ASSIGNMENT. Please lay out all of the lines below as a numbered list, leaving out any blank ones.

Segment Start: GIVEN RECORDS

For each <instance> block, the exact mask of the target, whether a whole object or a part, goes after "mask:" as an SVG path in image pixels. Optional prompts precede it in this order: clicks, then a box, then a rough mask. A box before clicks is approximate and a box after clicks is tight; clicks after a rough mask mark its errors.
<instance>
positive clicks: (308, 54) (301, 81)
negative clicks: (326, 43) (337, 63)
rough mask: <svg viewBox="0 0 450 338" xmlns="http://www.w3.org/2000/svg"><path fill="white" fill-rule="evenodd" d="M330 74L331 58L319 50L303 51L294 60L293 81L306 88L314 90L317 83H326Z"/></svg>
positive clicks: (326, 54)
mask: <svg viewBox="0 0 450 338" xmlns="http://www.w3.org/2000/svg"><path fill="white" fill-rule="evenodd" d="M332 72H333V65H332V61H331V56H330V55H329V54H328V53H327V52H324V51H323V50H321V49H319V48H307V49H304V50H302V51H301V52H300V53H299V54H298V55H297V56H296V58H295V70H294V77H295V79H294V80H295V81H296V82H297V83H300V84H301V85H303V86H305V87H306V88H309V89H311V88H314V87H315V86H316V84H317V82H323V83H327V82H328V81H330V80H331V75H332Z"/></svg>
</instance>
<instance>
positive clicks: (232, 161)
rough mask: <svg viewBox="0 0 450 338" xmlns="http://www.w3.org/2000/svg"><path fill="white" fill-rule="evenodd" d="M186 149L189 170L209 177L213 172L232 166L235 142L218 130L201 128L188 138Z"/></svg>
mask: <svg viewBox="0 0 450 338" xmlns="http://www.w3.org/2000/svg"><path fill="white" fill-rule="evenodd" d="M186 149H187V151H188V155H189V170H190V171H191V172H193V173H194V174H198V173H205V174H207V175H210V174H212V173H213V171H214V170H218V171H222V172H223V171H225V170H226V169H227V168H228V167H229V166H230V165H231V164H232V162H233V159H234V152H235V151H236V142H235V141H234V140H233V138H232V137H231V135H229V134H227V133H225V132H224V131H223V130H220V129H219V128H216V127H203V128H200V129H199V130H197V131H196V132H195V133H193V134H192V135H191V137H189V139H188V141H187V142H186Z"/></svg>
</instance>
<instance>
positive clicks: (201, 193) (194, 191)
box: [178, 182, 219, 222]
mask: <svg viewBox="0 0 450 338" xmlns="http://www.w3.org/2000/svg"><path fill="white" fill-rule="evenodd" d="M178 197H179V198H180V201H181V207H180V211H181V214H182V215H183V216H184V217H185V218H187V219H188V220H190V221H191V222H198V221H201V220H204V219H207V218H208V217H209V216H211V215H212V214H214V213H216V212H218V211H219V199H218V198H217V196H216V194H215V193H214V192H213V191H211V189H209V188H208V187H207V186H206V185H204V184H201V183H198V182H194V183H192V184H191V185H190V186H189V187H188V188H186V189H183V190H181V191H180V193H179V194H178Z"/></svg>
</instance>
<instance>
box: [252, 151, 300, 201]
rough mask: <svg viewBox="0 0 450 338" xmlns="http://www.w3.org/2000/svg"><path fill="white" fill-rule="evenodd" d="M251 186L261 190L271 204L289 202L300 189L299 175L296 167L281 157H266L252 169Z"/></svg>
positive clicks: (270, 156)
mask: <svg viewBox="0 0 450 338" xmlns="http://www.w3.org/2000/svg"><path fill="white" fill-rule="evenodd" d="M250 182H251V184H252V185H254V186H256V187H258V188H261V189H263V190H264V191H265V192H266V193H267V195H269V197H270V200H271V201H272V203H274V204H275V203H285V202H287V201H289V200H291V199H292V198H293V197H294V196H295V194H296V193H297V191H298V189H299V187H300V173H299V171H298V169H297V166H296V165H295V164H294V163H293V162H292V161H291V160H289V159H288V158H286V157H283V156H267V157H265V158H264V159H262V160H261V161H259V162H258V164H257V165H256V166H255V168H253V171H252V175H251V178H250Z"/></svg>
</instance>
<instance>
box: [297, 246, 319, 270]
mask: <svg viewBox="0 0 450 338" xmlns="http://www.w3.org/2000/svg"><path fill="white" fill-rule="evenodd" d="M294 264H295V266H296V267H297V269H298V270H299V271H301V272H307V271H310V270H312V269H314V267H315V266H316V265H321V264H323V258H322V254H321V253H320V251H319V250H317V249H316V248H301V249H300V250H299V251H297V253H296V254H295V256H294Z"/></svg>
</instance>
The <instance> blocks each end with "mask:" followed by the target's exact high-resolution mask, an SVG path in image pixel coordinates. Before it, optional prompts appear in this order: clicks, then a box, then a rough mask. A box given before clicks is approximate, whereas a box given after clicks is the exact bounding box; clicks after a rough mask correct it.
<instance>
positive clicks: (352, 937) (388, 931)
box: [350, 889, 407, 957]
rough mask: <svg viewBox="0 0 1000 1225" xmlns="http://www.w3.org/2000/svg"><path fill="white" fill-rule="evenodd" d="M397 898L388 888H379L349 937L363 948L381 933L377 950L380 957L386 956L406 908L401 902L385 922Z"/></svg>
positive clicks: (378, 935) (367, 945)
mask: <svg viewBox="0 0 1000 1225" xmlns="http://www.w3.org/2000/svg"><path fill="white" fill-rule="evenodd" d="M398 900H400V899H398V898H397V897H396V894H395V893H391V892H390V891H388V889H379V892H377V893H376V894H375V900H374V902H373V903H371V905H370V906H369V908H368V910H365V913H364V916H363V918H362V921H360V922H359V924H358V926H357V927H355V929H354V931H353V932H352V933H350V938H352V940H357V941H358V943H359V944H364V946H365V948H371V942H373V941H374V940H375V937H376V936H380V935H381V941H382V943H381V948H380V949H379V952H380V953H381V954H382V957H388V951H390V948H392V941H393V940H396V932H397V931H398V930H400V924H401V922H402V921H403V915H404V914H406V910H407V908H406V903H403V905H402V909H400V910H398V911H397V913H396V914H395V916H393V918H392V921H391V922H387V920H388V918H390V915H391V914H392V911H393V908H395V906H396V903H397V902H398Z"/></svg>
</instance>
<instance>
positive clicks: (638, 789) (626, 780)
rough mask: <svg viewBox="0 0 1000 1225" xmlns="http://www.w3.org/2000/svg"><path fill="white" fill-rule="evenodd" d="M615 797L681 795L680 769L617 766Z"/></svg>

Segment End: GIVEN RECORDS

YOUR RESPONSE.
1. For each <instance> block, the exact mask of the target, whether a whole object or a part, goes after "mask:" as an SVG path in image pixels. Optional prompts precede it in this order: clicks, then a box, then a rough mask. A box before clicks is approximate and a box after clicks is tight; clicks after a rough mask mark its errors.
2. <instance>
3. positive clicks: (308, 54) (301, 81)
4. negative clicks: (326, 43) (337, 63)
5. rough mask: <svg viewBox="0 0 450 338" xmlns="http://www.w3.org/2000/svg"><path fill="white" fill-rule="evenodd" d="M330 74L331 58L319 50L303 51L294 60L293 81L306 88L314 90L317 83H326Z"/></svg>
6. positive clicks: (326, 54)
7. mask: <svg viewBox="0 0 450 338" xmlns="http://www.w3.org/2000/svg"><path fill="white" fill-rule="evenodd" d="M332 72H333V65H332V61H331V56H330V55H329V54H328V53H327V52H324V51H323V50H321V49H319V48H307V49H304V50H302V51H301V52H300V53H299V54H298V55H297V56H296V58H295V70H294V77H295V79H294V80H295V81H296V82H297V83H300V84H301V85H303V86H305V87H306V88H309V89H311V88H314V87H315V86H316V84H317V82H323V83H327V82H328V81H330V80H331V75H332Z"/></svg>
8. </instance>
9. <instance>
10. positive clicks: (232, 161)
11. rough mask: <svg viewBox="0 0 450 338" xmlns="http://www.w3.org/2000/svg"><path fill="white" fill-rule="evenodd" d="M186 149L189 170L209 177L213 172L232 166L235 142L218 130L201 128L188 138Z"/></svg>
12. mask: <svg viewBox="0 0 450 338" xmlns="http://www.w3.org/2000/svg"><path fill="white" fill-rule="evenodd" d="M186 149H187V151H188V155H189V170H190V171H191V172H193V173H194V174H198V173H205V174H207V175H210V174H212V173H213V171H214V170H218V171H222V172H223V171H225V170H226V169H227V168H228V167H229V166H230V165H231V164H232V162H233V159H234V152H235V151H236V142H235V141H234V140H233V138H232V137H231V135H229V134H227V133H225V132H224V131H223V130H220V129H219V128H216V127H203V128H200V129H199V130H197V131H196V132H195V133H193V134H192V135H191V137H189V139H188V141H187V142H186Z"/></svg>
13. </instance>
14. <instance>
15. positive clicks: (201, 193) (194, 191)
16. box: [178, 182, 219, 222]
17. mask: <svg viewBox="0 0 450 338" xmlns="http://www.w3.org/2000/svg"><path fill="white" fill-rule="evenodd" d="M178 197H179V198H180V201H181V207H180V211H181V214H182V215H183V216H184V217H185V218H187V219H188V220H190V221H191V222H198V221H201V220H204V219H207V218H208V217H209V216H211V215H212V214H214V213H216V212H218V211H219V199H218V198H217V196H216V194H215V193H214V192H213V191H211V189H209V188H208V187H207V186H206V185H204V184H201V183H198V182H194V183H192V184H191V185H190V186H189V187H188V188H186V189H183V190H181V191H180V193H179V194H178Z"/></svg>
18. </instance>
19. <instance>
20. box: [252, 151, 300, 201]
21. rough mask: <svg viewBox="0 0 450 338" xmlns="http://www.w3.org/2000/svg"><path fill="white" fill-rule="evenodd" d="M251 186L261 190L271 204L289 202L300 189L299 175L296 167L281 157H266L252 169Z"/></svg>
22. positive clicks: (270, 156)
23. mask: <svg viewBox="0 0 450 338" xmlns="http://www.w3.org/2000/svg"><path fill="white" fill-rule="evenodd" d="M250 182H251V184H252V185H254V186H256V187H258V188H261V189H263V190H264V191H265V192H266V193H267V195H269V197H270V200H271V201H272V203H274V204H275V203H285V202H287V201H289V200H291V199H292V198H293V197H294V196H295V194H296V193H297V191H298V189H299V187H300V173H299V171H298V169H297V166H296V165H295V164H294V163H293V162H292V161H291V160H289V159H288V158H286V157H283V156H267V157H265V158H264V159H262V160H261V161H259V162H258V164H257V165H256V166H255V168H253V171H252V175H251V178H250Z"/></svg>
24. </instance>
25. <instance>
26. box: [297, 246, 319, 270]
27. mask: <svg viewBox="0 0 450 338" xmlns="http://www.w3.org/2000/svg"><path fill="white" fill-rule="evenodd" d="M294 264H295V266H296V267H297V269H298V270H299V271H301V272H307V271H310V270H312V269H314V267H315V266H316V265H321V264H323V258H322V254H321V253H320V251H319V250H317V249H316V248H301V249H300V250H299V251H297V253H296V254H295V256H294Z"/></svg>
28. </instance>
29. The <instance> blocks each end with "mask:" followed by the target's exact high-resolution mask, an SVG path in image pixel coordinates. Before it, optional prompts appear in this order: clicks, then a box, then a rough mask. A box given before clicks is approximate, whereas a box given after clicks is the exact bounding box; clicks after a rough mask correct it.
30. <instance>
31. positive clicks: (352, 937) (388, 931)
32. box: [350, 889, 407, 957]
33. rough mask: <svg viewBox="0 0 1000 1225" xmlns="http://www.w3.org/2000/svg"><path fill="white" fill-rule="evenodd" d="M397 898L388 888H379L349 937L363 948L381 933L377 950L380 957L386 956L406 908L401 902L385 922Z"/></svg>
34. positive clicks: (378, 935) (367, 945)
35. mask: <svg viewBox="0 0 1000 1225" xmlns="http://www.w3.org/2000/svg"><path fill="white" fill-rule="evenodd" d="M398 900H400V899H398V898H397V897H396V894H395V893H391V892H390V891H388V889H379V892H377V893H376V894H375V900H374V902H373V903H371V905H370V906H369V908H368V910H365V913H364V916H363V918H362V921H360V922H359V924H358V926H357V927H355V929H354V931H353V932H352V933H350V938H352V940H357V941H358V943H359V944H364V946H365V948H371V942H373V941H374V940H375V937H376V936H380V935H381V941H382V943H381V948H380V949H379V952H380V953H381V954H382V957H388V951H390V948H392V941H393V940H396V932H397V931H398V930H400V924H401V922H402V921H403V915H404V914H406V910H407V908H406V903H403V905H402V909H400V910H398V911H397V913H396V914H395V916H393V918H392V921H391V922H387V920H388V918H390V915H391V914H392V911H393V908H395V906H396V903H397V902H398Z"/></svg>
36. </instance>
37. <instance>
38. positive clicks: (638, 789) (626, 780)
39. rough mask: <svg viewBox="0 0 1000 1225" xmlns="http://www.w3.org/2000/svg"><path fill="white" fill-rule="evenodd" d="M615 797L681 795L680 769L617 766Z"/></svg>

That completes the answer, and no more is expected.